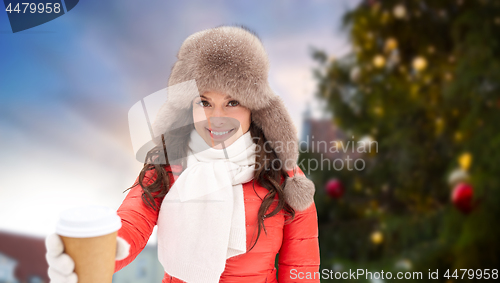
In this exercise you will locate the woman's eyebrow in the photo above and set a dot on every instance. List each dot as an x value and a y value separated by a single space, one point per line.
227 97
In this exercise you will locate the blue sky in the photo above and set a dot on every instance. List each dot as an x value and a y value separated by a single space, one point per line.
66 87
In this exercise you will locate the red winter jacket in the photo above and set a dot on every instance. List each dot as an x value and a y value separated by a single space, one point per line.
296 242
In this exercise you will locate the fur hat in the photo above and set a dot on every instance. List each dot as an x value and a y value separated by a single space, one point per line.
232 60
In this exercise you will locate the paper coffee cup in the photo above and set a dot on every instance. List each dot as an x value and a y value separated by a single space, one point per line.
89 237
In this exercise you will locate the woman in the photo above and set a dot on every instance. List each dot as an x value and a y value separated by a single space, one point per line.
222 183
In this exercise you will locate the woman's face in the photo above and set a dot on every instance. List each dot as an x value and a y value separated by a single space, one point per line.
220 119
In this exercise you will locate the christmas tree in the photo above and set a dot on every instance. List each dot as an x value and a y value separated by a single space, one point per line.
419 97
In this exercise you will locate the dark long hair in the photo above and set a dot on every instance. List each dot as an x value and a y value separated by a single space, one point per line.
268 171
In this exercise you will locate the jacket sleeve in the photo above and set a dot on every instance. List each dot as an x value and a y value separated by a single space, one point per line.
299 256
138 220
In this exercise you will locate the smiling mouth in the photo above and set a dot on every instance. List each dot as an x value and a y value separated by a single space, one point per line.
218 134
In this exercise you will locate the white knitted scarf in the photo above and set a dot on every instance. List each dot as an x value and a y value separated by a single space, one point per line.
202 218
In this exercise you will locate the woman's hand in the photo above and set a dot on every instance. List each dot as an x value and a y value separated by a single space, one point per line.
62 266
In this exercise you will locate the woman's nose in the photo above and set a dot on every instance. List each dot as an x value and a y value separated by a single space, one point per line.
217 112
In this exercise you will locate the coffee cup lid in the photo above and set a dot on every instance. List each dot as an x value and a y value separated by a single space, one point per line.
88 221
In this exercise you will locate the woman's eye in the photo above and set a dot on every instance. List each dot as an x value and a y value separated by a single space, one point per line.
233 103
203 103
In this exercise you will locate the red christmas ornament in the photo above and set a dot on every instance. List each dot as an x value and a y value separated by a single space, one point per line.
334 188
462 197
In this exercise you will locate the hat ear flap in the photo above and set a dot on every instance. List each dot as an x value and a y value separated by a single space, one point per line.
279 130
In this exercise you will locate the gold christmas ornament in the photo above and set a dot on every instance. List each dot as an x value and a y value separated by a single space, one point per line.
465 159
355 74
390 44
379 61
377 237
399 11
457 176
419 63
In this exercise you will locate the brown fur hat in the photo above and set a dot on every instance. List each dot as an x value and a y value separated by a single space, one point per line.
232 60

WHAT IS EXPECTED:
Repeat the lines from the one containing "In this exercise you will locate the red christmas" through the end of the listing, exactly and without any other lines; both ends are included.

CORRECT OUTPUT:
In this exercise you will locate the red christmas ornament in the photo above and set a dot on every instance. List each dot as an x value and a y value separated by a single space, one point per line.
334 188
462 197
In this exercise you will locate the hat ear flap in the photo above and set a dot on every instance. List each dot as an x value and a y value separated by a single space, one point per line.
279 130
In this exercise you will locate the gold christmas ornament in the photo above and set a dot on every instance. List each dot as an x value and a y value separated by a single space, one point per line.
465 159
355 74
390 44
379 61
377 237
399 11
457 176
419 63
In this exercise you will locate the brown fur hat in the photo above and set a dot on every instance. List each dot as an x value and a y value separated by a single space, one point per line.
232 60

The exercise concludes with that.